### ЗАДАНИЕ A
Оформите записи нумерованным списком без пустых строк: начните со строки, где есть «task | point to each instance of the black dress», и включите всё до конца записей.

### ФРАГМЕНТ
★ ★ ★ ★ ★ ★ ★
10) О вспыльчивости.

Никогда не случалось мне заметить в нем малейшего вспыльчивого движения, хотя он чувствовал сильно и горячо.


11) О терпении.

Кажется, в этом отношении мог он каждому служить образцом.


12) О желаниях.

Желания его личные были самые скромные, чистые, бескорыстные. Другие относились более сперва к ближним, потом к России и, можно сказать, ко всему роду человеческому. Стих латинского поэта: «был он человек и ничто человеческого не было ему чуждо», ни к кому, кажется, так не было прилично, как Карамзину.


13) О самолюбии.

Полагаю, что был он не без самолюбия, но в такой мере, в какой оно ни для кого не оскорбительно. Впрочем, и здесь письма его могут служить ответом на этот вопрос.


14) О привязанностях.

Нельзя было нежнее и полнее любить друзей своих, как он их любил. Эта нежность простиралась и на людей, которые мало имели с ним чего общего, но по каким-либо обстоятельствам жизни с ним сближались. Терпимость его даже и со скучными людьми всегда меня поражала. Впрочем, он имел искусство или, лучше сказать, сердечную способность отыскивать и в скучных и посредственных людях какую-нибудь струну или специальность и, нашедши ее, слушал их со внимательностью и даже с сочувствием.

* * *

12 мая 1865 г. Приехал в Петербург из Ниццы. Остановился в доме министра внутренних дел у Валуева. Государь и государыня остановились в Царском Селе, где собрана была вся царская фамилия.

19-е. Отдал Муханову пакет со статьей Вилла Бермон для великой княгини Ольги Николаевны. Прежде послал статью Бартеневу в Москву.
★ ★ ★ ★ ★ ★ ★
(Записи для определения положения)
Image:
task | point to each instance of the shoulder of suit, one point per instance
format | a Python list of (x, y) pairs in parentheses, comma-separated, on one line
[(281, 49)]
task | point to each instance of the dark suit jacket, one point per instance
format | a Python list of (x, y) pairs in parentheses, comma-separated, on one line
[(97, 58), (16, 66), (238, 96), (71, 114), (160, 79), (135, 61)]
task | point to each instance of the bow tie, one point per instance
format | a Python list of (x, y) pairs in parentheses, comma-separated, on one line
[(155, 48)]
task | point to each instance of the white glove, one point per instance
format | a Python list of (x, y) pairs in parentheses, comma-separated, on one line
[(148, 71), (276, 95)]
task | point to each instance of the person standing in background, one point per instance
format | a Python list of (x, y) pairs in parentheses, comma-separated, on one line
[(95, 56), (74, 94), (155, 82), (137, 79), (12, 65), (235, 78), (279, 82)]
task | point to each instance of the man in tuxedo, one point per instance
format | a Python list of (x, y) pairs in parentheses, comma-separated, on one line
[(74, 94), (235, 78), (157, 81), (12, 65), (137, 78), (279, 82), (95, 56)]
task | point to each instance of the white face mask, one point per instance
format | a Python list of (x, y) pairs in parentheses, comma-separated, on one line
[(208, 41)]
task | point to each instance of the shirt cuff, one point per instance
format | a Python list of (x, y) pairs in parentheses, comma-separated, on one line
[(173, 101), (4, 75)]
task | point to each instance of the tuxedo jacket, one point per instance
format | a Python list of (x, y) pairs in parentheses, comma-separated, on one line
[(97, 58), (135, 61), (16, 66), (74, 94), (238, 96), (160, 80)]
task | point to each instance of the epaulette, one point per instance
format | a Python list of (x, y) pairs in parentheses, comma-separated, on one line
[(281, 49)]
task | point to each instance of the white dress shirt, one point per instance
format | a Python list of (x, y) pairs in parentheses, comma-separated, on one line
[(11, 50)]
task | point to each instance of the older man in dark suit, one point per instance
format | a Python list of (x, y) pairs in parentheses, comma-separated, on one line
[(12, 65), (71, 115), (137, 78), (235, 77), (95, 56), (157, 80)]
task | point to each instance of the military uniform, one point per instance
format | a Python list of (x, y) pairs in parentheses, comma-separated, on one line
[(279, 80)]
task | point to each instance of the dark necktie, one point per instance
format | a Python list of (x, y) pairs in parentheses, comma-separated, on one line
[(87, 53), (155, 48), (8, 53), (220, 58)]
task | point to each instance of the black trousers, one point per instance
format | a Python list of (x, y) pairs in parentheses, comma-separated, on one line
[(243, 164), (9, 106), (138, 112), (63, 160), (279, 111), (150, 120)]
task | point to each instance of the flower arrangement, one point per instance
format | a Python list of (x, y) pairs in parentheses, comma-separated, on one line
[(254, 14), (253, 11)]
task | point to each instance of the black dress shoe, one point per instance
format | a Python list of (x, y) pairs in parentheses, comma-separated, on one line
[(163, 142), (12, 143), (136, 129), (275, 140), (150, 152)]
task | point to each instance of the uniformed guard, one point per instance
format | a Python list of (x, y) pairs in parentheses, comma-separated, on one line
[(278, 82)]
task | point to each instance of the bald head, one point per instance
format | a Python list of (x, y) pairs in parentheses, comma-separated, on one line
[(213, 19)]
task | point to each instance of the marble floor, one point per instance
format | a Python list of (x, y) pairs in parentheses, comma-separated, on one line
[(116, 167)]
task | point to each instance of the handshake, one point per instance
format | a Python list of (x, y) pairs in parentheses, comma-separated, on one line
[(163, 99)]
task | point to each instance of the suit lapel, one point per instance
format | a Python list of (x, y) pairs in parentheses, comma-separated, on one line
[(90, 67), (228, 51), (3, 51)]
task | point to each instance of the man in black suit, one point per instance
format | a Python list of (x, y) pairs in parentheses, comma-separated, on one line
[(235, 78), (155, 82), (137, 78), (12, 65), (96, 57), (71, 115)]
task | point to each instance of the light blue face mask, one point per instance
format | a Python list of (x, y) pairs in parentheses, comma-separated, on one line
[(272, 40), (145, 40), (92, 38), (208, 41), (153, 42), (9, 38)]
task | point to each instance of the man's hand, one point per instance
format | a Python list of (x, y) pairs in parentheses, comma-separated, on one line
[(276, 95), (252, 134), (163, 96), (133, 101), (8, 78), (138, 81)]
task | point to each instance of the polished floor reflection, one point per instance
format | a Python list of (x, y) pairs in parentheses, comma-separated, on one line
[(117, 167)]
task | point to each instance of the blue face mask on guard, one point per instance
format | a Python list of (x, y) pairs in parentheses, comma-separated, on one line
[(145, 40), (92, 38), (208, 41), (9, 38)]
★ ★ ★ ★ ★ ★ ★
### ЗАДАНИЕ B
Перепишите из отрывка о Карамзине точный текст, начиная со слов «Полагаю, что был» и заканчивая словами «на этот вопрос.».

### ОТВЕТ A
1. task | point to each instance of the black dress shoe, one point per instance
2. format | a Python list of (x, y) pairs in parentheses, comma-separated, on one line
3. [(163, 142), (12, 143), (136, 129), (275, 140), (150, 152)]
4. task | point to each instance of the uniformed guard, one point per instance
5. format | a Python list of (x, y) pairs in parentheses, comma-separated, on one line
6. [(278, 82)]
7. task | point to each instance of the bald head, one point per instance
8. format | a Python list of (x, y) pairs in parentheses, comma-separated, on one line
9. [(213, 19)]
10. task | point to each instance of the marble floor, one point per instance
11. format | a Python list of (x, y) pairs in parentheses, comma-separated, on one line
12. [(116, 167)]
13. task | point to each instance of the handshake, one point per instance
14. format | a Python list of (x, y) pairs in parentheses, comma-separated, on one line
15. [(163, 99)]
16. task | point to each instance of the suit lapel, one point per instance
17. format | a Python list of (x, y) pairs in parentheses, comma-separated, on one line
18. [(90, 67), (228, 51), (3, 51)]
19. task | point to each instance of the man in black suit, one point per instance
20. format | a Python list of (x, y) pairs in parentheses, comma-separated, on one line
21. [(235, 78), (155, 82), (137, 78), (12, 65), (96, 57), (71, 115)]
22. task | point to each instance of the light blue face mask, one point per instance
23. format | a Python list of (x, y) pairs in parentheses, comma-separated, on one line
24. [(272, 40), (145, 40), (92, 38), (208, 41), (153, 42), (9, 38)]
25. task | point to each instance of the man's hand, one point per instance
26. format | a Python list of (x, y) pairs in parentheses, comma-separated, on one line
27. [(276, 95), (252, 134), (163, 96), (133, 101), (8, 78), (138, 81)]
28. task | point to each instance of the polished floor reflection, one point per instance
29. format | a Python list of (x, y) pairs in parentheses, comma-separated, on one line
30. [(117, 167)]
31. task | point to each instance of the blue face mask on guard, one point per instance
32. format | a Python list of (x, y) pairs in parentheses, comma-separated, on one line
33. [(145, 40), (92, 38), (208, 41), (9, 38)]

### ОТВЕТ B
Полагаю, что был он не без самолюбия, но в такой мере, в какой оно ни для кого не оскорбительно. Впрочем, и здесь письма его могут служить ответом на этот вопрос.